Franz-Josef Selig (born 11 July 1962) is a German operatic bass.

Career 
Born in Mayen, Selig studied at the Musikhochschule Köln, first church music, later voice. During his studies already, he was accepted in 1989 as a member of the Aalto-Theater, the opera of Essen, where he stayed until 1995. He performed as a guest at notable opera houses in Germany, in Europe and the US, such as the Vienna State Opera, the Royal Opera House in London, La Scala, the Hamburg State Opera, both Opéra Bastille and Théâtre du Châtelet in Paris, the Metropolitan Opera, La Monnaie in Brussels, Deutsche Oper Berlin, Bavarian State Opera, Frankfurt Opera and the Opéra National de Lyon. He focused on roles by Richard Wagner such as Marke in Tristan und Isolde and Gurnemanz  in Parsifal. His roles have also included Sarastro in Mozart's Die Zauberflöte, Osmin in his Die Entführung aus dem Serail, Rocco in Beethoven's Fidelio, and Fiesco in Verdi's Simon Boccanegra.

In 2007, Selig sang the Bruckner Te Deum with the WDR Symphony Orchestra Cologne, WDR Rundfunkchor Köln, NDR Chor, under the direction of Sir Gilbert Levine. The concert, which was performed in Cologne Cathedral was broadcast by the Westdeutscher Rundfunk (West German television), 3sat and on PBS stations nationwide in the U.S.

*Information supplied:*

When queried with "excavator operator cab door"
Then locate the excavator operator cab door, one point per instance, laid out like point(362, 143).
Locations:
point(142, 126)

*Task to carry out:*
Carry on the article about the German bass Franz-Josef Selig, starting after its last sentence. The material is separate from the article on Franz-Josef Selig.

*Exercise output:*
Selig made his debut at the Bayreuth Festival in 2012 as Daland in Der fliegende Holländer. 

In 2013, he added there the role of Hunding in Die Walküre. In the 2013/14 season, he first performed in Handel's Agrippina, and in Toulouse in Daphne by Richard Strauss. He has also performed recitals of Lieder.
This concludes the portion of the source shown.